TO DO: Rewrite the records below with "sample" changed to "example" everywhere it appears, leaving everything else unchanged.

DATA IN THIS EXERCISE:
= = = = = = =

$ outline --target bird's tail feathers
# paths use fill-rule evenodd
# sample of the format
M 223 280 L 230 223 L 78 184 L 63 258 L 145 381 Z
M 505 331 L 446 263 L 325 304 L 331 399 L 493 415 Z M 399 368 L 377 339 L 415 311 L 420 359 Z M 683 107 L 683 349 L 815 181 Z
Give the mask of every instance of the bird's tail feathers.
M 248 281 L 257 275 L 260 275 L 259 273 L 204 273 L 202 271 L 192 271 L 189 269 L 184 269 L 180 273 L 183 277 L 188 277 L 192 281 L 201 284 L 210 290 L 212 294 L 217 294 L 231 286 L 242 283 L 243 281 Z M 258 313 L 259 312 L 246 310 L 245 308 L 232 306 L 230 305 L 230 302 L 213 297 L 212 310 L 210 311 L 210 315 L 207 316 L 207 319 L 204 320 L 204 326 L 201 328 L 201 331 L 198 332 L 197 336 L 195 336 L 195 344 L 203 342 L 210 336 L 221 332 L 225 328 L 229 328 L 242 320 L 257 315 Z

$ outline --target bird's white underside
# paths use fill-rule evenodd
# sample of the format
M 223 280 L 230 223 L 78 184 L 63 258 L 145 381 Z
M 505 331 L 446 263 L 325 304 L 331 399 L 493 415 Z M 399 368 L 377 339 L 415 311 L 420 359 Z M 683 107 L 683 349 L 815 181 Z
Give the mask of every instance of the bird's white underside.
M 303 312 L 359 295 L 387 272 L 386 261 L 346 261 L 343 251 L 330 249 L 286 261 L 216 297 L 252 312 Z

= = = = = = =

EXERCISE ANSWER:
$ outline --target bird's tail feathers
# paths use fill-rule evenodd
# example of the format
M 223 280 L 230 223 L 78 184 L 63 258 L 145 381 Z
M 505 331 L 446 263 L 325 304 L 331 399 L 493 415 Z M 399 368 L 377 339 L 415 311 L 420 359 Z M 683 107 L 683 349 L 815 181 Z
Give the mask of every instance of the bird's tail feathers.
M 248 281 L 257 275 L 260 275 L 259 273 L 204 273 L 202 271 L 192 271 L 189 269 L 184 269 L 180 273 L 183 277 L 188 277 L 192 281 L 201 284 L 210 290 L 212 294 L 217 294 L 231 286 L 242 283 L 243 281 Z M 258 313 L 259 312 L 246 310 L 245 308 L 232 306 L 230 305 L 230 302 L 213 297 L 212 310 L 210 311 L 210 315 L 207 316 L 207 319 L 204 320 L 204 326 L 201 328 L 201 331 L 198 332 L 197 336 L 195 336 L 195 344 L 203 342 L 210 336 L 221 332 L 225 328 L 229 328 L 242 320 L 257 315 Z

$ outline --target bird's white underside
# paths use fill-rule evenodd
# example of the format
M 223 280 L 230 223 L 78 184 L 63 258 L 145 381 Z
M 505 331 L 446 263 L 325 304 L 331 399 L 493 415 Z M 399 368 L 377 339 L 415 311 L 420 359 Z M 683 107 L 683 349 L 815 181 Z
Give the mask of every instance of the bird's white underside.
M 303 312 L 359 295 L 387 272 L 386 261 L 346 261 L 343 251 L 330 249 L 286 261 L 216 297 L 252 312 Z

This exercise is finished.